### Compiti da svolgere
a. Secondo il brano sulla rimodulazione del Pnrr, quanti miliardi sono in ballo per la Puglia?
b. Prosegui il brano sulla rimodulazione del Pnrr a partire dalla sua ultima frase.

### Testo di riferimento
──────

La rimodulazione del Pnrr
Un po’ promessa elettorale, in parte esigenza dettata dalle circostanze e in altra misura spauracchio per le amministrazioni regionali e locali: la rivisitazione del Pnrr è uno dei fili più delicati del programma di centrodestra lungo l’asse Roma-Bruxelles.
Gli altri fondi e le nomine
Non c’è solo il Pnrr, naturalmente. Al ministero guidato da Fitto stanno passando in rassegna tutte le risorse europee e per la coesione territoriale. Lo stesso ministro ha incontrato i vertici dell’Agenzia della Coesione nei giorni scorsi, constatando come - col precedente governo - l'asse fosse stato spostato più sulla spesa del Pnrr che sui fondi europei "ordinari". Incontri e audizioni informali proseguiranno, presto toccherà anche a Regioni ed enti locali. Faro soprattutto sull’interlocuzione con le amministrazioni del Mezzogiorno, per intuibili ragioni di dotazione finanziaria e di capacità di spesa. E incroci “pepati” con Michele Emiliano, «ma il ministro - fanno sapere tra i fittiani - tratterà tutte le controparti allo stesso modo». Per la Puglia in ballo ci sono almeno 18 miliardi tra Pnrr, Fsc, fondi europei e Contratti istituzionali di sviluppo.

──────

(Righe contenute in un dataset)

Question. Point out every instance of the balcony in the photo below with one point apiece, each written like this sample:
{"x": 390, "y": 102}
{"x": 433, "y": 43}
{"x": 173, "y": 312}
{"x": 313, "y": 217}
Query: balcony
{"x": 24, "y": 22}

──────

### Risposte scritte
a. Per la Puglia sono in ballo almeno 18 miliardi tra Pnrr, Fsc, fondi europei e Contratti istituzionali di sviluppo.

b.
E sono ore febbrili anche in chiave strettamente organizzativa per Fitto: lo staff prende forma, e al ministro salentino spetta l’indicazione verso nuove nomine in postazioni chiave. Tre su tutte: Agenzia della Coesione, Dipartimenti della Coesione e degli Affari europei. Scelte quasi nero su bianco, ufficialità a breve.
Gli incontri e le soluzioni
Proprio le risorse non spese del ciclo di programmazione europea 2014-2020 potrebbero essere convogliate sul maxi-tesoretto per calmierare le bollette: è uno dei jolly che Meloni e Fitto proveranno a introdurre negli incontri di dopodomani. Non l’unico, seppur con tutta la prudenza imposta da un primo giro di “consultazioni” europee. Premier e ministro, per esempio, rilanceranno la proposta avanzata dai commissari Ue Paolo Gentiloni e Thierry Breton: una specie di nuovo fondo europeo finanziato dall’emissione di titoli di debito comuni garantiti dagli Stati, sulla falsa riga del Sure del 2020 (e che in piena pandemia mise in circolo 100 miliardi per assicurare la cassa integrazione), per abbattere i costi energetici. Tutte partite tra loro connesse e annodate, e sulle quali si misureranno la credibilità del governo Meloni a Bruxelles e le abilità da tessitore e mediatore di Fitto.